LIST OF TASKS =>
- 1) In the text comparing the transpiler with hand-crafted recipes, write out the passage from "What metasurvey gives" to "visualization with view_graph()" word for word.
- 2) Under the recommended workflow in the text comparing the transpiler with hand-crafted recipes, what is transpile_stata() used for first?

READING TEXT =>
Transpiler vs hand-crafted: when to use each
Transpiler (transpile_stata()) |
Hand-crafted recipe | |
|---|---|---|
| Speed | Seconds – instant migration | Hours – requires understanding the logic |
| Steps | 80-200 per module (one per STATA line) | 5-20 (one per concept) |
| Variable names | Inherits STATA names (bc_pe2, bc_pe3) |
Your own names (sex, age_group) |
| Labels | Numeric codes (1, 2, 3) |
Readable labels ("Male", "Female") |
| Readability | Faithful to original, verbose | Clean, self-documenting |
| Maintenance | Hard to modify individual steps | Easy to change any mapping |
| DAG visualization | Large, hard to read | Compact, meaningful nodes |
| Best for | Migrating legacy code fast | New projects, critical pipelines |
Recommended workflow: use
transpile_stata() to migrate your existing .do
files immediately so you have a working baseline. Then gradually replace
transpiled recipes with hand-crafted ones as you review each module. The
transpiled version keeps you running; the hand-crafted version is where
you want to end up.
What metasurvey gives you
| Manual STATA scripts | metasurvey recipe |
|---|---|
Copy-paste .do files per year |
One recipe, any edition |
| Undocumented variable names | Auto-generated input/output docs |
| No dependency tracking | DAG visualization with view_graph()

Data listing
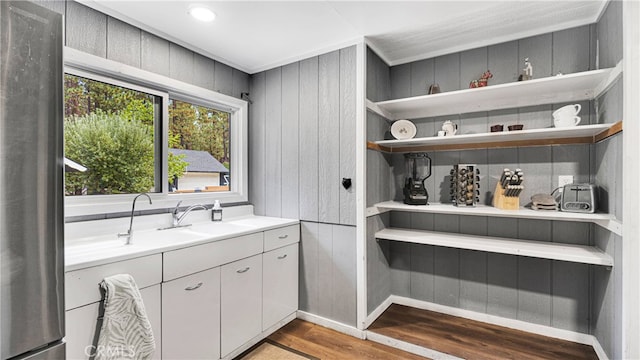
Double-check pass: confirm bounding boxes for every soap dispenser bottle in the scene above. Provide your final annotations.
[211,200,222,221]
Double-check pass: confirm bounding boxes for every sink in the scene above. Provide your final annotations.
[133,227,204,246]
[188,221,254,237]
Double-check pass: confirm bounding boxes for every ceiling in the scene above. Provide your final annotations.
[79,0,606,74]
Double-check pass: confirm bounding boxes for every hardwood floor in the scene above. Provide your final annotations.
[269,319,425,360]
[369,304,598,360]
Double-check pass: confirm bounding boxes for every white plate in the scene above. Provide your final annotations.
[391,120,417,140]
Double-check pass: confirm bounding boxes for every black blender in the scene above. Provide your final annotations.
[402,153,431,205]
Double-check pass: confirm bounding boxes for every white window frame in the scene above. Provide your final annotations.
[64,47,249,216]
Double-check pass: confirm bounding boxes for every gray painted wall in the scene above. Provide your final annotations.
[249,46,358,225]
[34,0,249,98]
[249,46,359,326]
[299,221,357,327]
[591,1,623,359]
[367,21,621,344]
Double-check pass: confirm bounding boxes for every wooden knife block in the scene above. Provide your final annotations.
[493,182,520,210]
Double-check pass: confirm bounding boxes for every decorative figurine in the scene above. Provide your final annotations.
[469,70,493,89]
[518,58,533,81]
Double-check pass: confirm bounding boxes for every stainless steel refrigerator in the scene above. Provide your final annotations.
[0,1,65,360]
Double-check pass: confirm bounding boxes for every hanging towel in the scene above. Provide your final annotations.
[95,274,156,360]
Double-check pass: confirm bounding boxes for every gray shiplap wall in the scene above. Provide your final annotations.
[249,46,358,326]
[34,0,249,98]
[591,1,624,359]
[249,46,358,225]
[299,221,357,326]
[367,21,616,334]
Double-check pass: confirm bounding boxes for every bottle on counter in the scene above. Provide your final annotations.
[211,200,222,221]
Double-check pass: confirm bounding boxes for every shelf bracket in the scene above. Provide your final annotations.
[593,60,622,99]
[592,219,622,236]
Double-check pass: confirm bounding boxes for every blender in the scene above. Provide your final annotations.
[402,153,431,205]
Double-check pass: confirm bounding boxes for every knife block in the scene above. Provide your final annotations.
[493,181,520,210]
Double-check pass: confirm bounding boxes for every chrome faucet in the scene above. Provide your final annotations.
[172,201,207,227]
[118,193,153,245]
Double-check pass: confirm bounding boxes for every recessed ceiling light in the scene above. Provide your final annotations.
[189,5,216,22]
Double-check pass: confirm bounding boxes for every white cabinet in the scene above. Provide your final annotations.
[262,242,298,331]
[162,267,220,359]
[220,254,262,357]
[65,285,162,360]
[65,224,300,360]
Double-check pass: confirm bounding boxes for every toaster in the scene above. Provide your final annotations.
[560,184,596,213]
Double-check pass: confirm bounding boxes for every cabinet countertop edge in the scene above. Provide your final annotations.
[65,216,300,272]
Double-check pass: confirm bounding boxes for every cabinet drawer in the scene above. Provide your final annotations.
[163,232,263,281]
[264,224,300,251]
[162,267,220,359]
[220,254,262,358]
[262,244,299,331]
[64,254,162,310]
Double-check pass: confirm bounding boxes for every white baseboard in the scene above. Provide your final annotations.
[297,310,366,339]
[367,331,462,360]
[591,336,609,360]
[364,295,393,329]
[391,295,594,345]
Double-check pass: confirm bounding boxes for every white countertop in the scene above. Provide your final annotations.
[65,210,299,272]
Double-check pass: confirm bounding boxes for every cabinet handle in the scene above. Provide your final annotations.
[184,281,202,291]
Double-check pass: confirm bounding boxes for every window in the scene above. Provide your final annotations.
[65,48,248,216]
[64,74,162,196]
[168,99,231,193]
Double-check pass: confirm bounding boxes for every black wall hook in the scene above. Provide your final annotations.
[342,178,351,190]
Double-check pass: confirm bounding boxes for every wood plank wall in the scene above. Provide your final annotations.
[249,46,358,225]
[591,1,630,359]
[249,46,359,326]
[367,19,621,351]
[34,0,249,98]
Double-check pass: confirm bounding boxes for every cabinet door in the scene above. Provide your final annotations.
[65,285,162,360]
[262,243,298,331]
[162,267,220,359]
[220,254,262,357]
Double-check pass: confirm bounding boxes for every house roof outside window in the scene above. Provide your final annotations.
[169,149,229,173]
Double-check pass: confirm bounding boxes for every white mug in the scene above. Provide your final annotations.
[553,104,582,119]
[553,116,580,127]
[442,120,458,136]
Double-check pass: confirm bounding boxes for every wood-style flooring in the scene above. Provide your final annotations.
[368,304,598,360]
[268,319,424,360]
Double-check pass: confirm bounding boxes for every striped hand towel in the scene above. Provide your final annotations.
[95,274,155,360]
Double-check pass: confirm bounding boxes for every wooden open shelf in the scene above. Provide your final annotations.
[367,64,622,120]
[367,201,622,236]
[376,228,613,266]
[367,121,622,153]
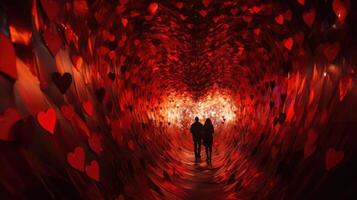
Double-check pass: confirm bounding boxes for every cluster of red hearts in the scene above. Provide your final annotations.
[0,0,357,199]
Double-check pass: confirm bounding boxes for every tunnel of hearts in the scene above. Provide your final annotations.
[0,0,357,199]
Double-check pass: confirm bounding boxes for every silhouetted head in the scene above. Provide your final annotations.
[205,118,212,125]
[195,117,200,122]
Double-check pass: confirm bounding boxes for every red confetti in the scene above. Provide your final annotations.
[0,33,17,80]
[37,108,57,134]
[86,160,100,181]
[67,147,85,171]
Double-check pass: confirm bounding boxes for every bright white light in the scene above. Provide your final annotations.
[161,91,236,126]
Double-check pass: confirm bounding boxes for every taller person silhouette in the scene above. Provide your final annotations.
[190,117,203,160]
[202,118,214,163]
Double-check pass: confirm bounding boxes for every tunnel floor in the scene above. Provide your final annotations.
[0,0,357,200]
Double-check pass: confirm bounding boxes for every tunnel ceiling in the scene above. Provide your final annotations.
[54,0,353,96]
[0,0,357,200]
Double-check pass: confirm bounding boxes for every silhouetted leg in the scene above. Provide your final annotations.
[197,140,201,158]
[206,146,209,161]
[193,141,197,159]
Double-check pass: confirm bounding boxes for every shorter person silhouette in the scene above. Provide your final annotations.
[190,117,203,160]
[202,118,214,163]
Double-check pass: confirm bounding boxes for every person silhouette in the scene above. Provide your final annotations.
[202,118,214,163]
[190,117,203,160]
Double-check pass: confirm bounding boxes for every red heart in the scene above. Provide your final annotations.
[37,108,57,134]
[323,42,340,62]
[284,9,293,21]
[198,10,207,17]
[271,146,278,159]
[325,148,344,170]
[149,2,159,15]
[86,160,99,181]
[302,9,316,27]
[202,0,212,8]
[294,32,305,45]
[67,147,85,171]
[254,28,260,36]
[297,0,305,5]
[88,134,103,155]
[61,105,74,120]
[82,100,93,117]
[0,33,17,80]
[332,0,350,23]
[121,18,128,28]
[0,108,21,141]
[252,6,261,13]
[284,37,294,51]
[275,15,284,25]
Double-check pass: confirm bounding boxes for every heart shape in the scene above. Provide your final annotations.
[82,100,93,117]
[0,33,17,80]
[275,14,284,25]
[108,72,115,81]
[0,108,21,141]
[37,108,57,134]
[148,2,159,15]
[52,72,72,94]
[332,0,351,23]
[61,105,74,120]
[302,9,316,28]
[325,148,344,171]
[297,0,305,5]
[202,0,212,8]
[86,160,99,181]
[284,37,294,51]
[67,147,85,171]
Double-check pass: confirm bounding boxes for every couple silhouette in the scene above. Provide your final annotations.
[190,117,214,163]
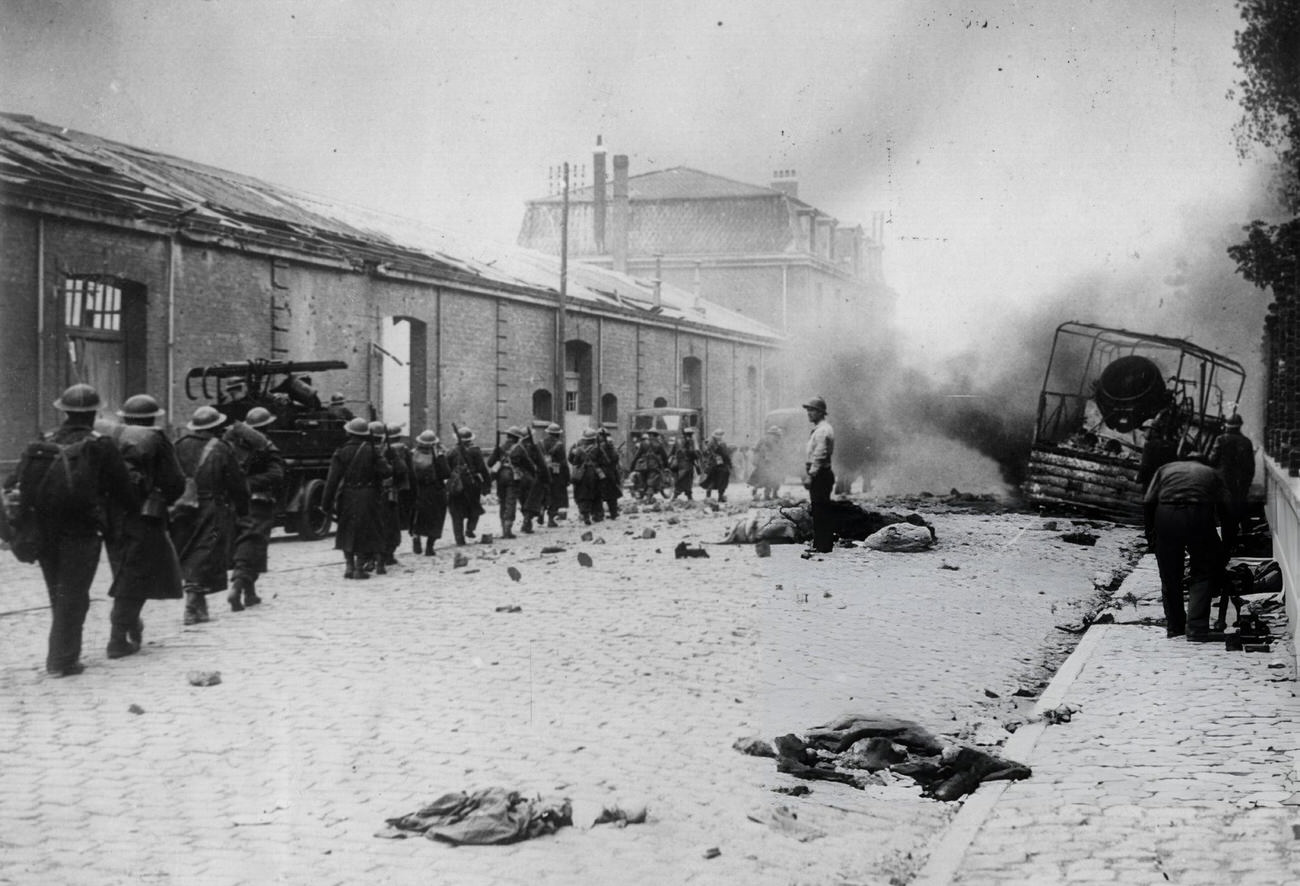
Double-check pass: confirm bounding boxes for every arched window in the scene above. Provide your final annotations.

SOLUTIONS TO THE PROBLEMS =>
- 1)
What metasurvey gives you
| Manual STATA scripts | metasurvey recipe |
|---|---|
Copy-paste .do files per year |
One recipe, any edition |
| Undocumented variable names | Auto-generated input/output docs |
| No dependency tracking | DAG visualization with view_graph()

- 2) To migrate existing .do files immediately so there is a working baseline.